_Problem requirements_
Each line from the one containing "Target: tall grass stalk" through the end of the data must be retyped exactly, and no other line.

_Material provided_
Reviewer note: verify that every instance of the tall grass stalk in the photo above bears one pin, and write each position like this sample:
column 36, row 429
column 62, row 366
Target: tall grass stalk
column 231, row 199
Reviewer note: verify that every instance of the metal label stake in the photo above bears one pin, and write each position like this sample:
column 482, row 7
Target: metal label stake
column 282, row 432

_Result_
Target: tall grass stalk
column 231, row 199
Reviewer note: verify that every instance of the metal label stake in the photo above bears one pin, and write each position like this sample:
column 482, row 7
Target: metal label stake
column 282, row 432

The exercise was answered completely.